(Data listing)
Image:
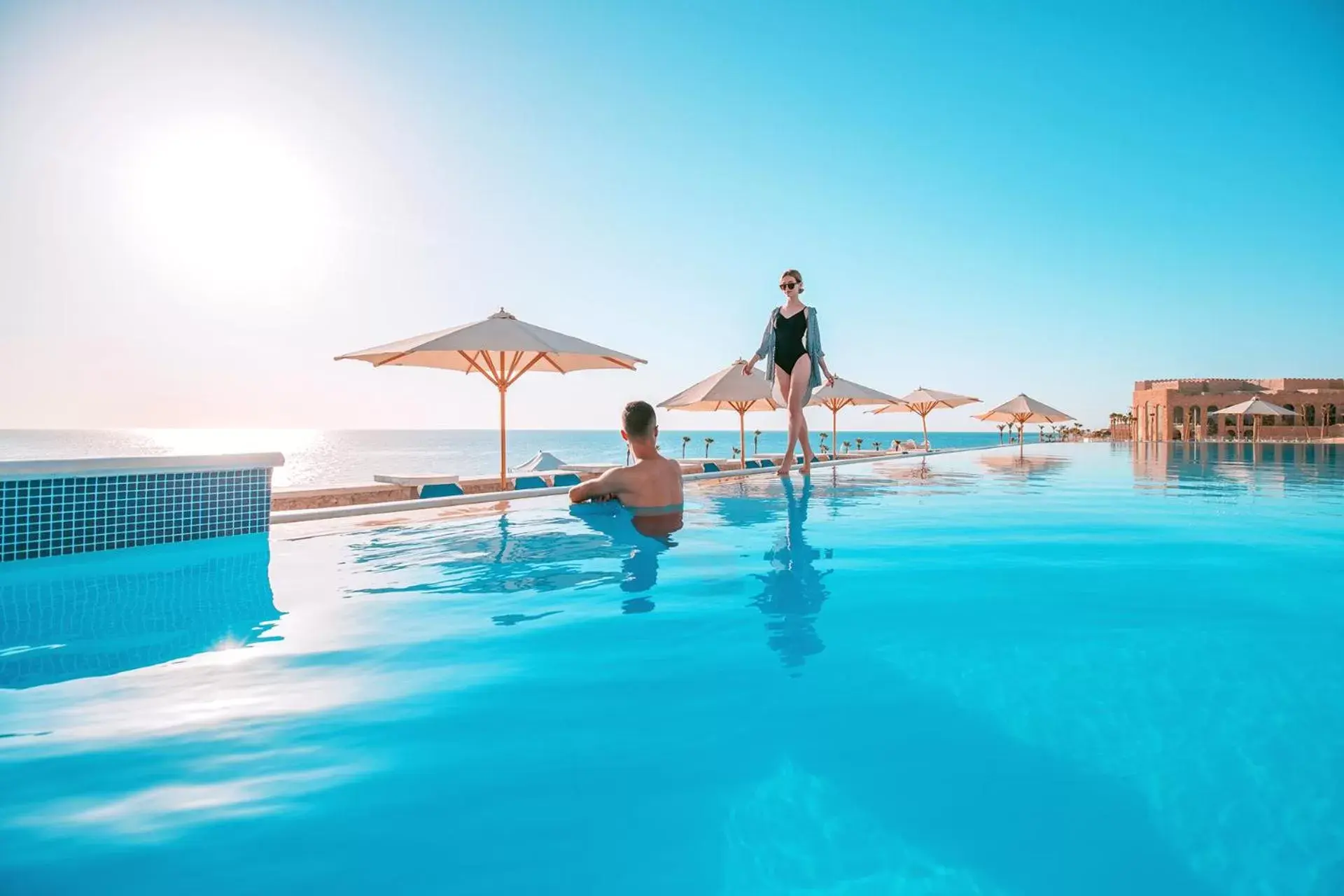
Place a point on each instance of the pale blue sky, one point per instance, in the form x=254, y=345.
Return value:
x=202, y=204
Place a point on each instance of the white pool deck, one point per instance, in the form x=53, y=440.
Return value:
x=498, y=498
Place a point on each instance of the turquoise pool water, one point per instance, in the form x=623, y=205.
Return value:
x=1086, y=672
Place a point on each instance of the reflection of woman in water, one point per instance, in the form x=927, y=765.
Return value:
x=793, y=590
x=792, y=352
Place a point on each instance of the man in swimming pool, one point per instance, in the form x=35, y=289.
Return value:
x=651, y=488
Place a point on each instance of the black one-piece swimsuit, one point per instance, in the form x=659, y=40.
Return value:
x=790, y=339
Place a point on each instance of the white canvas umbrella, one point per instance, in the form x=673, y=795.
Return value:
x=1257, y=407
x=924, y=402
x=500, y=348
x=843, y=394
x=1023, y=410
x=727, y=390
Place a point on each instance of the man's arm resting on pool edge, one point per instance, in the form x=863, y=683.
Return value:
x=604, y=486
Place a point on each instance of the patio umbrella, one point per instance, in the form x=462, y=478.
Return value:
x=923, y=402
x=1023, y=410
x=843, y=394
x=500, y=348
x=1257, y=407
x=727, y=388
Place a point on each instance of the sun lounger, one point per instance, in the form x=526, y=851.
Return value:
x=428, y=486
x=590, y=468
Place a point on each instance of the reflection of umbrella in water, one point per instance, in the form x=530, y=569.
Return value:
x=742, y=501
x=500, y=348
x=1023, y=410
x=503, y=555
x=793, y=590
x=1025, y=465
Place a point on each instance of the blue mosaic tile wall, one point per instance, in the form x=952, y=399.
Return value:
x=43, y=517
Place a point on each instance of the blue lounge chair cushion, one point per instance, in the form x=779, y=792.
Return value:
x=441, y=491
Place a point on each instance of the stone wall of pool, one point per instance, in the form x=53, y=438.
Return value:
x=55, y=508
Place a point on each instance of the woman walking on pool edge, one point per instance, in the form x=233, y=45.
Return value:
x=792, y=348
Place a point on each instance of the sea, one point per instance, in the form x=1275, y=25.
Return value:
x=343, y=457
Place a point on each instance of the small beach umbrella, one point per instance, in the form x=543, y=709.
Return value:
x=727, y=390
x=1257, y=407
x=500, y=348
x=843, y=394
x=1023, y=410
x=924, y=402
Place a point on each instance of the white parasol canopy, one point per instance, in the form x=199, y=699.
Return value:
x=500, y=348
x=1023, y=410
x=1257, y=407
x=923, y=402
x=843, y=394
x=727, y=390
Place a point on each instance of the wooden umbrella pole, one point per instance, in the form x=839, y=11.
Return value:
x=503, y=444
x=742, y=433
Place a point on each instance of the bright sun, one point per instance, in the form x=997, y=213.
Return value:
x=225, y=204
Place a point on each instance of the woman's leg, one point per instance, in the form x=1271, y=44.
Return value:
x=799, y=424
x=785, y=382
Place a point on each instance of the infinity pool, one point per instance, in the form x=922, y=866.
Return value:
x=1092, y=671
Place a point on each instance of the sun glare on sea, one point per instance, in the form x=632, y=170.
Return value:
x=222, y=203
x=299, y=447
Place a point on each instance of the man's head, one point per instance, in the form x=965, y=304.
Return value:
x=638, y=424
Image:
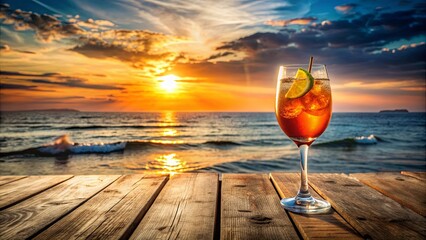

* **Aim**
Reproduce the material above with every "Return value" changed to "Result" and all else unchanged. Leave out the pictures.

* **Expected output**
Image:
Place a point on each instance of the pale blue sky, one point per instance, in the form x=254, y=345.
Result:
x=202, y=204
Place a point on each instance of the white pool deck, one point per instance, in the form x=53, y=440.
Result:
x=498, y=498
Place a point on each instance of the turquoise pool water, one point per instance, in the form x=623, y=205.
Result:
x=1086, y=672
Place a point on each instance of the reflection of woman in water, one point per instance, in the form x=927, y=765.
Result:
x=793, y=590
x=792, y=352
Place a point on each instance of the man in swimming pool, one point per instance, in the form x=35, y=289.
Result:
x=651, y=488
Place a point on each instance of the black one-piece swimsuit, one point per instance, in the form x=659, y=40.
Result:
x=790, y=339
Place a point on each instance of the white canvas umbrella, one point per instance, in the form x=673, y=795.
Result:
x=1257, y=407
x=924, y=402
x=500, y=348
x=843, y=394
x=1023, y=410
x=727, y=390
Place a point on each instance of the man's arm resting on pool edge, one point per instance, in the form x=863, y=683.
Result:
x=604, y=486
Place a point on each instance of the patio umbrella, one point per instance, in the form x=462, y=478.
Result:
x=923, y=402
x=1023, y=410
x=843, y=394
x=500, y=348
x=1257, y=407
x=727, y=388
Place a point on each instance of the sun lounger, one point per instance, in the form x=526, y=851.
Result:
x=428, y=486
x=590, y=468
Place a point on each instance of the reflection of umbrella in water, one point per instance, in the form x=530, y=569.
Result:
x=742, y=501
x=500, y=348
x=1023, y=410
x=503, y=555
x=793, y=590
x=1025, y=465
Place a point on each instance of the blue mosaic tile wall, one point per instance, in the form x=952, y=399.
Result:
x=43, y=517
Place a point on each instance of the blue lounge chair cushion, one point per instance, in the form x=779, y=792.
Result:
x=441, y=491
Place a point on each instance of the stone wall of pool, one point per instance, in the form x=53, y=438.
Result:
x=55, y=508
Place a point on each instance of the woman walking on pool edge, one point per instance, in the form x=233, y=45.
Result:
x=792, y=348
Place a point on each instance of the sea, one point per instance, in the form x=1275, y=25.
Result:
x=343, y=457
Place a point on each instance of the small beach umbrella, one point per instance, in the form x=543, y=709.
Result:
x=727, y=390
x=1257, y=407
x=500, y=348
x=843, y=394
x=1023, y=410
x=924, y=402
Place a point on each instance of the white parasol canopy, one point per instance, in the form x=199, y=699.
Result:
x=500, y=348
x=1023, y=410
x=1257, y=407
x=923, y=402
x=843, y=394
x=727, y=390
Place a point on each instance of the wooden umbrella pole, one point per instance, in the form x=839, y=11.
Result:
x=503, y=444
x=742, y=433
Place a point on each instance of the bright sun, one point per instance, in the form x=997, y=213.
Result:
x=225, y=204
Place a point on each instance of the woman's leg, one point per instance, in the form x=1271, y=44.
Result:
x=799, y=424
x=785, y=382
Place a point on each instance of the infinity pool, one point per instance, in the form x=922, y=866.
Result:
x=1092, y=671
Place a point on each instance of the sun glare on sea, one point per instance, in the form x=632, y=170.
Result:
x=222, y=203
x=299, y=447
Place a point on each instance of the man's head, one point per instance, in the form x=965, y=304.
Result:
x=638, y=424
Image:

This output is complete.